### What you should do
Reproduce word for word the part of the storm damage research text from "In this research, we" up to and including "a sensitivity analysis.".

### Text block
* * *
We put care at preparing this dataset, but of course problems might arise. If you have read
this documentation and yet you are unable to run the examples, drop us a line at garciamarti [at] 
knmi.nl, and we can help.

### Description of the research

In this research, we combine storm damage reports with an array of weather and environmental
variables, including high-resolution tree data. We model this enriched dataset of damage reports
with one-class machine learning methods (i.e. One-Class SVM) to learn hyper local conditions triggering
damage to urban trees. To do so, we wrap a model selection process within a sensitivity analysis. 
The model selection part systematically explores the parameter space computing a performance metric
and helping at visually identifying optimal models for the problem. The sensitivity analysis includes
designing **four experiments** including/excluding some of the high-resolution features of the 
dataset. This allows mapping the hourly suitability for wind damage with models that are more
informed (or, in contrast, poorly informed) of the local conditions and explore the side effects
when predicting for unseen regions of the geographic space. The current methodology using
damage observations from public services (i.e. safety regions; in Dutch "Veiligheidregio's")
* * *
### Supplied material
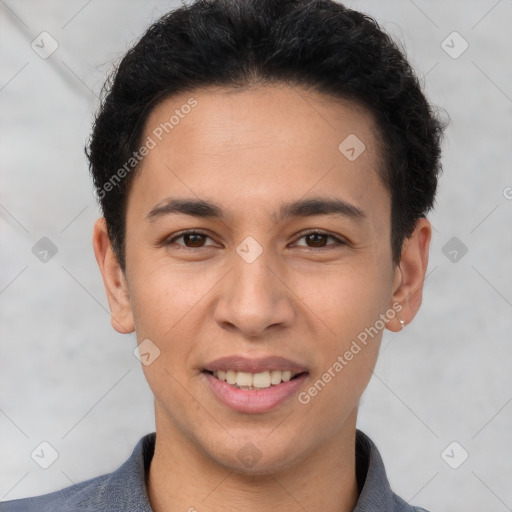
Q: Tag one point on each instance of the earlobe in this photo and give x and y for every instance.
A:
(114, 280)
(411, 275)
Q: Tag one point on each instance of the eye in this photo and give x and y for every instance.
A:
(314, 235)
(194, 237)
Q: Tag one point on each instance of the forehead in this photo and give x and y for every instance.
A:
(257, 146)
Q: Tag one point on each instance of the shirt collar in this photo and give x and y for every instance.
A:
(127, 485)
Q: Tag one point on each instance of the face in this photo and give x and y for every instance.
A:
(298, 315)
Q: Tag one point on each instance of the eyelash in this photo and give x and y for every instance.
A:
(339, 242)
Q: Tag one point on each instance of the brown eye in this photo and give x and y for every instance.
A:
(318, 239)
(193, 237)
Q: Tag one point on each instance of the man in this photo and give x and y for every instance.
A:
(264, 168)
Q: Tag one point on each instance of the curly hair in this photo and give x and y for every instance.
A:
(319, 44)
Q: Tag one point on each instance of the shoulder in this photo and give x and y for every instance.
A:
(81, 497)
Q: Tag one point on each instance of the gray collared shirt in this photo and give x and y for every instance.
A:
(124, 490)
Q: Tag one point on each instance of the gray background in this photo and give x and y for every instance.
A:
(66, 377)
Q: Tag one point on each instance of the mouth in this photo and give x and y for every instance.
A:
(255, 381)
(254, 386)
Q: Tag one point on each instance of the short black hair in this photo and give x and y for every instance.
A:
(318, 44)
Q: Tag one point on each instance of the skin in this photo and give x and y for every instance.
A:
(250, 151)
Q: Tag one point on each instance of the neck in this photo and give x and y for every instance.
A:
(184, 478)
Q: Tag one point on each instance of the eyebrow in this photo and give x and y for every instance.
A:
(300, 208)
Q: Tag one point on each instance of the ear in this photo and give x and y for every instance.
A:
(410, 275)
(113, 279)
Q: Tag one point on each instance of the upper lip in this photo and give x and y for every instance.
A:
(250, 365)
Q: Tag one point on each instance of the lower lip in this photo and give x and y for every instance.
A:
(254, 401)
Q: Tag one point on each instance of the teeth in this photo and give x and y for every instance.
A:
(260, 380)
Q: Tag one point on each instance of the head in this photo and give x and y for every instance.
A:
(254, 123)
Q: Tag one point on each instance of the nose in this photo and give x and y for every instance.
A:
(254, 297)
* * *
### Problem solution
In this research, we combine storm damage reports with an array of weather and environmental
variables, including high-resolution tree data. We model this enriched dataset of damage reports
with one-class machine learning methods (i.e. One-Class SVM) to learn hyper local conditions triggering
damage to urban trees. To do so, we wrap a model selection process within a sensitivity analysis.